• _What the exercise asks_: All of the data below should be copied exactly as it stands.

*** Exercise materials ***

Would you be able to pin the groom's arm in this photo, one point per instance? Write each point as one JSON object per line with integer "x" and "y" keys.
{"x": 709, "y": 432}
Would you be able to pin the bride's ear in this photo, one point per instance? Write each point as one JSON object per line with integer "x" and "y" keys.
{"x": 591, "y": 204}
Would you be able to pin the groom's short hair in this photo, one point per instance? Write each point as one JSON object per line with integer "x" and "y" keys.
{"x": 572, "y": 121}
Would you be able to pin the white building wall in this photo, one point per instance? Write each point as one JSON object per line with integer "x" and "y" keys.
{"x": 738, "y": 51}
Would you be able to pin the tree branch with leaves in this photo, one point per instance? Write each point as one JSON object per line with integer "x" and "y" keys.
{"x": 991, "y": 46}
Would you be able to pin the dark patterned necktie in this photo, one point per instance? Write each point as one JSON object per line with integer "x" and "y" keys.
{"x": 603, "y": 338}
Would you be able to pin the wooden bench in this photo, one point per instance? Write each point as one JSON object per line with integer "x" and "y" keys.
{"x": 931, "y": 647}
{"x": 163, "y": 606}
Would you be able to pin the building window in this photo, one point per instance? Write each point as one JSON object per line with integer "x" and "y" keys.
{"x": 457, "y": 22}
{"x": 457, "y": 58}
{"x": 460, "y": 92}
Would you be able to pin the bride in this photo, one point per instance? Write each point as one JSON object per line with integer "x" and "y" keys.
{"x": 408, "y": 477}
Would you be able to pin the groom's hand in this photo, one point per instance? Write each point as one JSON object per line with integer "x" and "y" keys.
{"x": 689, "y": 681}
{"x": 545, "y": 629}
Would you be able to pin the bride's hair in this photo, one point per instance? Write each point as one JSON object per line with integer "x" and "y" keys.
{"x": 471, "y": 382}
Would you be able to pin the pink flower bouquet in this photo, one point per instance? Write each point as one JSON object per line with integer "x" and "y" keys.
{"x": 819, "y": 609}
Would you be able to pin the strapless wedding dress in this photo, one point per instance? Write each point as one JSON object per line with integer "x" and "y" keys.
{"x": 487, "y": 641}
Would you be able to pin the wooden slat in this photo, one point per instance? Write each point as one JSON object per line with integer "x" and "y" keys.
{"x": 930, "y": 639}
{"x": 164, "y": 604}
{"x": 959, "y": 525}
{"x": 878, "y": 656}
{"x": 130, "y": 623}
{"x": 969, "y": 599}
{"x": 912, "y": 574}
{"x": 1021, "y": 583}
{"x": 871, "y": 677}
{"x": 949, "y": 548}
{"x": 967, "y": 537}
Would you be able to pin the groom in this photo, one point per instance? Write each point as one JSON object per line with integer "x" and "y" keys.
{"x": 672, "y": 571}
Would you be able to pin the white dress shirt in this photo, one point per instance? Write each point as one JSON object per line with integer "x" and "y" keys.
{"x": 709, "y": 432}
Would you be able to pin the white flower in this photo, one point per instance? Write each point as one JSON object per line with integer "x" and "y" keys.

*** End of Exercise materials ***

• _Task answer_:
Would you be able to pin the groom's arm in this photo, one point per instance? Write each point as one JSON object per line with integer "x" and "y" keys.
{"x": 709, "y": 432}
Would you be able to pin the bride's ear in this photo, one point per instance? Write each point as one JSON object per line with integer "x" and "y" keys.
{"x": 591, "y": 204}
Would you be able to pin the groom's short hair in this photo, one point per instance? Write each point as one JSON object per line with integer "x" and "y" keys.
{"x": 572, "y": 121}
Would you be able to pin the white building wall in this photo, one point per instance? Write each point as one JSON object per line with integer "x" and "y" keys.
{"x": 738, "y": 51}
Would you be able to pin the tree branch with leaves in this photo, one point per instance? Write each point as one JSON object per line with integer "x" and "y" keys.
{"x": 991, "y": 46}
Would you be able to pin the dark patterned necktie in this photo, one point per instance? Write each point as one JSON object per line with integer "x" and "y" keys.
{"x": 603, "y": 338}
Would you be able to pin the wooden bench in this photo, one point per instance? Write each point as one JSON object per line with integer "x" and "y" keys.
{"x": 931, "y": 647}
{"x": 163, "y": 606}
Would you be able to pin the building window in this photo, one point per instance? Write each point as one JSON object per line with integer "x" and "y" keys.
{"x": 457, "y": 22}
{"x": 457, "y": 58}
{"x": 460, "y": 92}
Would you be able to pin the bride in this photo, one point per instance? Write each point as one JSON object per line with integer "x" and "y" keys.
{"x": 408, "y": 477}
Would you be able to pin the groom's hand in this photo, one point per instance? Write each point as one JSON object per line with integer "x" and "y" keys.
{"x": 689, "y": 681}
{"x": 545, "y": 629}
Would you be able to pin the bride's hair in this photo, one point per instance? Write each point as one JSON object per line with integer "x" and "y" keys.
{"x": 471, "y": 382}
Would you be able to pin the pink flower bouquet in this photo, one point per instance? Write each point as one JSON object per line with integer "x" and "y" keys.
{"x": 819, "y": 609}
Would you be able to pin the strapless wedding dress in this photo, one point per instance? Write each point as one JSON object per line with integer "x" and "y" keys.
{"x": 487, "y": 641}
Would you be able to pin the wooden slat in this photo, one point per instance? Write each point as one JSON object per line with integer "x" and "y" keys.
{"x": 930, "y": 639}
{"x": 164, "y": 604}
{"x": 959, "y": 525}
{"x": 878, "y": 656}
{"x": 130, "y": 623}
{"x": 969, "y": 599}
{"x": 912, "y": 574}
{"x": 1021, "y": 583}
{"x": 871, "y": 677}
{"x": 949, "y": 548}
{"x": 967, "y": 537}
Would you be able to pin the groom in this photo, one point per instance? Write each point as one JSON object per line with integer "x" and "y" keys.
{"x": 672, "y": 571}
Would you be able to pin the white dress shirt in this photo, one point per instance? Write each point as one JSON object per line with integer "x" and "y" keys.
{"x": 709, "y": 432}
Would you be able to pin the white flower in this photo, one point per instance? Write each point as one JSON object per line with integer "x" and "y" keys.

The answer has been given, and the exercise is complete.